Find the line that contains "Find the stone staircase". Then set down that line and all the lines after it, to the end of the records, exactly and with nothing added.

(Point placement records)
++++++

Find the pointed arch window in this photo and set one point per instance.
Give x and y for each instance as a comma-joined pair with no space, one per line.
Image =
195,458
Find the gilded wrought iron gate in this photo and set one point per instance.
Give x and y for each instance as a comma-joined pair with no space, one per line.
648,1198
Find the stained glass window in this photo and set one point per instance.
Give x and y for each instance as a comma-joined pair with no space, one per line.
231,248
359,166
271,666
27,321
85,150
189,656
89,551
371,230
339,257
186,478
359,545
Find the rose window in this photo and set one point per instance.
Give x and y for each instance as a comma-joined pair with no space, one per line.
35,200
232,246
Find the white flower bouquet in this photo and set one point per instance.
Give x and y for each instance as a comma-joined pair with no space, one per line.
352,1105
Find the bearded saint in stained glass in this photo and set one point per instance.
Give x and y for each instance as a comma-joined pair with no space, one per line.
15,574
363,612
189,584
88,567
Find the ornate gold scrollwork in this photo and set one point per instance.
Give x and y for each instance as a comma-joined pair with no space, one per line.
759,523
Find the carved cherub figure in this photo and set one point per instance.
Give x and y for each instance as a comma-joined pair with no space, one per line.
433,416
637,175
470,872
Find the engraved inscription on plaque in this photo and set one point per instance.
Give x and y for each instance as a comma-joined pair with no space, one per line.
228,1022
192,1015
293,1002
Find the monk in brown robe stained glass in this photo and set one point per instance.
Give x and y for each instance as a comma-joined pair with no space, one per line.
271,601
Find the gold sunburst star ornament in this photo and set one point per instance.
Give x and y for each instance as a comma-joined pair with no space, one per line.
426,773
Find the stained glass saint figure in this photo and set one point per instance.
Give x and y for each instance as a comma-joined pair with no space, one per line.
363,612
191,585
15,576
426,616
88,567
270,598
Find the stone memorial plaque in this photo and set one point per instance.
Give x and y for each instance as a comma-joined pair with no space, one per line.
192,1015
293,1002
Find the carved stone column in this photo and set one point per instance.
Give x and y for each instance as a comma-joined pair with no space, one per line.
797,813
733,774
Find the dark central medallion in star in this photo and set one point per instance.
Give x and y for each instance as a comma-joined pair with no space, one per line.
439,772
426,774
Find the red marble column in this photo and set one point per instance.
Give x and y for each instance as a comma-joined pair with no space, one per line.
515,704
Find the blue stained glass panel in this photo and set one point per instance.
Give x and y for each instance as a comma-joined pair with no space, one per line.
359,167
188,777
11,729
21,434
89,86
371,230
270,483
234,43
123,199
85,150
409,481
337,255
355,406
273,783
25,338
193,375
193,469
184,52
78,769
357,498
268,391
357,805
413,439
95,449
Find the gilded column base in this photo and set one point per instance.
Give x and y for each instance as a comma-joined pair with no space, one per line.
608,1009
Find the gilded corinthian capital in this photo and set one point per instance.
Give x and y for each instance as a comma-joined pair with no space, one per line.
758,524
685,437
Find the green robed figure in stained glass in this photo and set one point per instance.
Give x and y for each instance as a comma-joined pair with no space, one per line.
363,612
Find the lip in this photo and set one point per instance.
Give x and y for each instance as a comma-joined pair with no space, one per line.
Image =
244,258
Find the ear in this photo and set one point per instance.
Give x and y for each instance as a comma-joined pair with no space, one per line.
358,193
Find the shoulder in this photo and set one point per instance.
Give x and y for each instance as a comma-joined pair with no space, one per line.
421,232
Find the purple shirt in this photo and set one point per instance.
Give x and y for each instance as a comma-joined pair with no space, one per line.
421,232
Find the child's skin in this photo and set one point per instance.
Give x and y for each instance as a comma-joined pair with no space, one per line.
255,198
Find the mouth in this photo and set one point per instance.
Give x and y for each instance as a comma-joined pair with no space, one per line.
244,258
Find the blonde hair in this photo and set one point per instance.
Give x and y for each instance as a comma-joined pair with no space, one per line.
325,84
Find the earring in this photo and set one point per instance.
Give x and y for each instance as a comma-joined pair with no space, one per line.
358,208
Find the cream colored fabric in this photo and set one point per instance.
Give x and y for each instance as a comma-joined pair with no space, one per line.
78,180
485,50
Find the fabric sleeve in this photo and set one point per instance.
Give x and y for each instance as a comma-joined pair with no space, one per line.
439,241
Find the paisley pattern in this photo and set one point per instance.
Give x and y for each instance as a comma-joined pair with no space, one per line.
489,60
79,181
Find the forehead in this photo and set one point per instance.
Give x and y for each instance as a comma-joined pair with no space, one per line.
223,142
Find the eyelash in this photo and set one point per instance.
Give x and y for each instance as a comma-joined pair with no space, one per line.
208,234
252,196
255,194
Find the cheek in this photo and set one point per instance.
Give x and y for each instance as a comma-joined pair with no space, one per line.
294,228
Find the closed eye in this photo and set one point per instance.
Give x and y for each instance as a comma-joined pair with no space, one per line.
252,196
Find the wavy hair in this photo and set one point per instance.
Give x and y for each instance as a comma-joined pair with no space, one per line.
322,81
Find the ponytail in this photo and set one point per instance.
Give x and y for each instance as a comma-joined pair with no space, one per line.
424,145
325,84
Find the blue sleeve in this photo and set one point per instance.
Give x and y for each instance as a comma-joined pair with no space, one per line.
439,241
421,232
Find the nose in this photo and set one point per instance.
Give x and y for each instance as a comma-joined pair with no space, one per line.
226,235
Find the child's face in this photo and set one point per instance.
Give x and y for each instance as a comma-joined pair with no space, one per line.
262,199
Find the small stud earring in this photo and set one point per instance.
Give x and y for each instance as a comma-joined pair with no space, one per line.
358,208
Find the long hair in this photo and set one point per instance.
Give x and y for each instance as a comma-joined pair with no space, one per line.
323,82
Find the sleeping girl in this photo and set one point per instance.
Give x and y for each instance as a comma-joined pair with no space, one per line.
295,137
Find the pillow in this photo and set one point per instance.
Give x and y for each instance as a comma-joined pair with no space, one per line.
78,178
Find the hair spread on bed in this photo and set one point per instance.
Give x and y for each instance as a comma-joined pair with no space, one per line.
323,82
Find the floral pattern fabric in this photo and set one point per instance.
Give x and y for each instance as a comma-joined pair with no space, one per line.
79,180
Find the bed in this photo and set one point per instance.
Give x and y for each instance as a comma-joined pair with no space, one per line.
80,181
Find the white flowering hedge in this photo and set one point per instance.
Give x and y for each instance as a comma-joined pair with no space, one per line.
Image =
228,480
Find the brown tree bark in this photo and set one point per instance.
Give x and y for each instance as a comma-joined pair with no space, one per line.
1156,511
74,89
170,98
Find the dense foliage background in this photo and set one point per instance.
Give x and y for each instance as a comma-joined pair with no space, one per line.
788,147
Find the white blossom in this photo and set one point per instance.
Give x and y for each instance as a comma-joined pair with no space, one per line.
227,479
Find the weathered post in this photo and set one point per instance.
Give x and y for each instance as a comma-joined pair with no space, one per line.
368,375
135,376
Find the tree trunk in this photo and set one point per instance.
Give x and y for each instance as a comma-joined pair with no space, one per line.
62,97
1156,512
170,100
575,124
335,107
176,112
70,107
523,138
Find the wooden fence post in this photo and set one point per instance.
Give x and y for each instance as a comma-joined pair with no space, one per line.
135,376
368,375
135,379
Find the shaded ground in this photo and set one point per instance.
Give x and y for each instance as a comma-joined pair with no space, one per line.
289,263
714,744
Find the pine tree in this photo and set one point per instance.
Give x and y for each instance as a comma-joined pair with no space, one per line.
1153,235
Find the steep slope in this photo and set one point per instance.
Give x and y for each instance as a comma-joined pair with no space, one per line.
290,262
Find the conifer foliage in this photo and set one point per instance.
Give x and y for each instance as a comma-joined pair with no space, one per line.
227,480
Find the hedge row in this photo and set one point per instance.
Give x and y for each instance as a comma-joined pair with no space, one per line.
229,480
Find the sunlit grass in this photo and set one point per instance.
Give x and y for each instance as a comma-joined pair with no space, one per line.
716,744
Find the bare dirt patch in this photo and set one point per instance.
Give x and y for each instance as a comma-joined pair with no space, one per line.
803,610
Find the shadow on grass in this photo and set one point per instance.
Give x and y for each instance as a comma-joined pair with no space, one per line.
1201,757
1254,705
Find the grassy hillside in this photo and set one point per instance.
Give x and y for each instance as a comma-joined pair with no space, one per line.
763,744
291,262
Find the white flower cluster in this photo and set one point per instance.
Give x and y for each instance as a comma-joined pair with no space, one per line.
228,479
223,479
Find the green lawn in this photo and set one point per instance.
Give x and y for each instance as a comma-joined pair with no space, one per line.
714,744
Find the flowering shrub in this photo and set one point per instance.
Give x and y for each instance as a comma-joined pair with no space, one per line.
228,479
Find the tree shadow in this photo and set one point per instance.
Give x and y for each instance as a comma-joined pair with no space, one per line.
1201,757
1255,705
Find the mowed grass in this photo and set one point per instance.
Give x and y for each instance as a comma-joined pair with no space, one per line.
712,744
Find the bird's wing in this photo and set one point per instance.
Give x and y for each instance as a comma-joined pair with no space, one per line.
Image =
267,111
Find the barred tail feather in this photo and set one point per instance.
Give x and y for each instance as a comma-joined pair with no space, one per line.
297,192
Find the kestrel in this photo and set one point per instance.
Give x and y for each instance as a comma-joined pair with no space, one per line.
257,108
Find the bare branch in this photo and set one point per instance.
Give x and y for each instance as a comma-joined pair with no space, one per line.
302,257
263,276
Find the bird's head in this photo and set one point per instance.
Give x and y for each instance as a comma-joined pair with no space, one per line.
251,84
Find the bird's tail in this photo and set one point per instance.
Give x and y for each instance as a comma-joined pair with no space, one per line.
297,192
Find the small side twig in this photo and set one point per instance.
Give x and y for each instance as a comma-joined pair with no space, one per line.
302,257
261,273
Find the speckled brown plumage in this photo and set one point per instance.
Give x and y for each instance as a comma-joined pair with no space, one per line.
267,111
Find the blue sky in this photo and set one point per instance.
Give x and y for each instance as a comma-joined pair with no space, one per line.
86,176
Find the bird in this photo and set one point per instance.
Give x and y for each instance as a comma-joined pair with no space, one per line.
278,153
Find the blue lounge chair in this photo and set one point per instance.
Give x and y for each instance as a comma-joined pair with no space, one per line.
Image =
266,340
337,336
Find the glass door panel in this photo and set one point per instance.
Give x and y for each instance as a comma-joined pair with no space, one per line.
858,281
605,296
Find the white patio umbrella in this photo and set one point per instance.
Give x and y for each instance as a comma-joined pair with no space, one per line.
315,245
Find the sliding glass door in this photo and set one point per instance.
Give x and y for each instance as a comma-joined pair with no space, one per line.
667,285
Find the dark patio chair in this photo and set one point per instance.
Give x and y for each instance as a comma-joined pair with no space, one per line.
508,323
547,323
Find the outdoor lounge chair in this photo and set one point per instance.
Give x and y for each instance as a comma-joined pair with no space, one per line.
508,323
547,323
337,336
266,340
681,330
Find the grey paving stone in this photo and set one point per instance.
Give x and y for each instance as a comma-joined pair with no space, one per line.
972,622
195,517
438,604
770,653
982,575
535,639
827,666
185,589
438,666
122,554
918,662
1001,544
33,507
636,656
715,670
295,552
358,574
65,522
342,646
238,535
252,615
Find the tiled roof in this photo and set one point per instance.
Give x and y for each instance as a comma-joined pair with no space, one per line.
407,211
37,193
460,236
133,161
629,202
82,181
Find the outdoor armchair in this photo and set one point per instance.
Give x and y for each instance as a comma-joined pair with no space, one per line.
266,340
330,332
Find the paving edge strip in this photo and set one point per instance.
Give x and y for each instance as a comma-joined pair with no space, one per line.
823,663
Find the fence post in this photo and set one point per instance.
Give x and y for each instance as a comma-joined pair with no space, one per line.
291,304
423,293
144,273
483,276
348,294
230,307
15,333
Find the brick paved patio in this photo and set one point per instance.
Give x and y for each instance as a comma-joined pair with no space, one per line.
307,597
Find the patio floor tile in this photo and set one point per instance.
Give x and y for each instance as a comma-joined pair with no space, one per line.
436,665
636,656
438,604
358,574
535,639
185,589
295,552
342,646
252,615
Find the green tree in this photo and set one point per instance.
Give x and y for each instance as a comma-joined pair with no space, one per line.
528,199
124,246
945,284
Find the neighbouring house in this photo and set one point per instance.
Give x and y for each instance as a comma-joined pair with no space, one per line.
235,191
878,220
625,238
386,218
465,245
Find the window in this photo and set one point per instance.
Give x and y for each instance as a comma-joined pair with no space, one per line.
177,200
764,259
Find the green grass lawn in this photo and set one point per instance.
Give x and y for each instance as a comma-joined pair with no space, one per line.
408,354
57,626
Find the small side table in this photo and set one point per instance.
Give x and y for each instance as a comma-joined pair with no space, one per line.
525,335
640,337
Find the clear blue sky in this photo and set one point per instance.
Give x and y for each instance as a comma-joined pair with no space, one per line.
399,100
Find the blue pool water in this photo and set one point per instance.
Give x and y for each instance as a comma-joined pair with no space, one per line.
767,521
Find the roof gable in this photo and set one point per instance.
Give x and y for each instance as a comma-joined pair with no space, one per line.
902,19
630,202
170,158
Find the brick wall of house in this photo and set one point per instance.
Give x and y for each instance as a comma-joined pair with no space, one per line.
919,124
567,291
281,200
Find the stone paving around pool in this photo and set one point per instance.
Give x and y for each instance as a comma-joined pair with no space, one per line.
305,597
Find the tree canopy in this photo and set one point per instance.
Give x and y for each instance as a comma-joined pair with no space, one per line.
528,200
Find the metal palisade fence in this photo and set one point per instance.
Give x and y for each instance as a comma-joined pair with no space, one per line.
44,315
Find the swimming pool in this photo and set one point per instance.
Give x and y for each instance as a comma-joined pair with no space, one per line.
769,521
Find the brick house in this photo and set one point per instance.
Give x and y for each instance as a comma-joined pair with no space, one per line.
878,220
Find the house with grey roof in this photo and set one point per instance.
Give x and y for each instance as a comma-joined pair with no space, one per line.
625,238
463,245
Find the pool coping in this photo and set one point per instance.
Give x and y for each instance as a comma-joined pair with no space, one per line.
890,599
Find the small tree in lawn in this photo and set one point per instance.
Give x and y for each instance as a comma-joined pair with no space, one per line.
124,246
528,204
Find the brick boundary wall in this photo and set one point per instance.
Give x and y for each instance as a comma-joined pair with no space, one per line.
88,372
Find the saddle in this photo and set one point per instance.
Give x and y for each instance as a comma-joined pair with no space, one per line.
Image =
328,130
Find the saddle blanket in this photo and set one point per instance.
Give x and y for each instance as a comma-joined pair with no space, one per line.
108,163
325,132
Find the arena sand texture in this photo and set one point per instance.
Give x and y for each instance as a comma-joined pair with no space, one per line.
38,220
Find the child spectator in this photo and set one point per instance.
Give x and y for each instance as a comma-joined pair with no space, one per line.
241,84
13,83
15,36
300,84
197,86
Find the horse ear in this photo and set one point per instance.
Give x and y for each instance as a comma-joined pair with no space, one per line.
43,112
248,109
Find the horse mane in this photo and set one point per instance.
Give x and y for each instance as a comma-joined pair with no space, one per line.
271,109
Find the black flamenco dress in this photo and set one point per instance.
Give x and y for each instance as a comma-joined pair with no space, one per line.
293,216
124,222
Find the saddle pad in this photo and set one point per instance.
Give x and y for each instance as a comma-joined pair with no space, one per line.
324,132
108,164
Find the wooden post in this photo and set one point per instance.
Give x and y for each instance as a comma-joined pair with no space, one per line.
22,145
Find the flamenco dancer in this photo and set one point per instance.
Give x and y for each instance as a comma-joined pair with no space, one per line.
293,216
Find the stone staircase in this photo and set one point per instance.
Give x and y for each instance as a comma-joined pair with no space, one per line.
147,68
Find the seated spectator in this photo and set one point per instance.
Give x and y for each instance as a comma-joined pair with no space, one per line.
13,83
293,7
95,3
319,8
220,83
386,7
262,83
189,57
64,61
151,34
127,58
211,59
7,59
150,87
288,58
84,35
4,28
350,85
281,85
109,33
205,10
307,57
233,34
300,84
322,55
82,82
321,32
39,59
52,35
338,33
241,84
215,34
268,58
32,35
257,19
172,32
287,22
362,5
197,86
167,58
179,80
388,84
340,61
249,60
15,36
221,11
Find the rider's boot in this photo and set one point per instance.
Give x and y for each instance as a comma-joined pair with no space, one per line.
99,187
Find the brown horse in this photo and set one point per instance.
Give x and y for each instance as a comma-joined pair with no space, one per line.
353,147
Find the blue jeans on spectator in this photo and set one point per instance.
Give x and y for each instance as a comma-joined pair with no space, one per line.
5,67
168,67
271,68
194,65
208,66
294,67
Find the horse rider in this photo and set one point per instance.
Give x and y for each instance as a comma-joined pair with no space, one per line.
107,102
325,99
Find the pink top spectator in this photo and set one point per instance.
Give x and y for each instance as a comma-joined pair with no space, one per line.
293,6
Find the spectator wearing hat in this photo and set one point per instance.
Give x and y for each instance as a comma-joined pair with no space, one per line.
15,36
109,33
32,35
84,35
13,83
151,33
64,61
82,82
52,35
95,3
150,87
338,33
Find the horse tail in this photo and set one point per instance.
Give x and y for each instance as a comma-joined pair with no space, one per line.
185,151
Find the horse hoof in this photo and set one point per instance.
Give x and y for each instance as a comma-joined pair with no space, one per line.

++++++

EXERCISE ANSWER |
Find the stone staircase in this photo and set one point per instance.
Give x and y for each instance as a comma-joined pair with no space, one per line.
147,68
Find the seated spectator in this photo and set one point per instance.
Give x and y for each instance as a comma-joined pair with no space, one per line.
13,83
293,7
95,3
319,8
220,83
386,7
262,83
189,57
64,61
151,34
127,58
211,59
7,59
150,87
288,58
84,35
4,28
350,85
281,85
109,33
205,10
307,57
233,34
300,84
322,55
82,82
321,32
39,59
52,35
338,33
241,84
215,34
268,58
32,35
257,19
172,32
287,22
362,5
197,86
167,58
179,80
388,84
340,61
249,60
15,36
221,11
Find the rider's boot in this photo and set one point per instance.
Give x and y for each instance as a comma-joined pair with no space, one per line.
99,187
Find the brown horse in this photo and set one point per instance.
Give x and y for each instance as a comma-joined pair with no space, one per line.
353,147
Find the blue jeans on spectator in this photo and set one point per instance.
Give x and y for each instance as a comma-joined pair with no space, one per line.
5,67
168,67
271,68
194,65
208,66
294,67
Find the horse rider in this photo and set one point per instance.
Give x and y for each instance as a comma-joined pair with no space, one per line.
107,102
325,99
Find the pink top spectator in this photo and set one point per instance.
Give x and y for each instance as a comma-joined pair with no space, one per line.
293,6
Find the spectator wearing hat in this photo and set one point per instance.
Give x and y for each instance as a comma-joined pair with no space, one per line.
15,36
109,33
32,35
84,35
13,83
151,33
64,61
82,82
52,35
95,3
150,87
338,33
Find the horse tail in this photo and set one point per instance.
Give x and y for each instance as a comma-joined pair with no space, one per line.
185,151
Find the horse hoof in this photo and set one point per instance.
Give x and y for each instance as a comma-joined pair with no space, one per line.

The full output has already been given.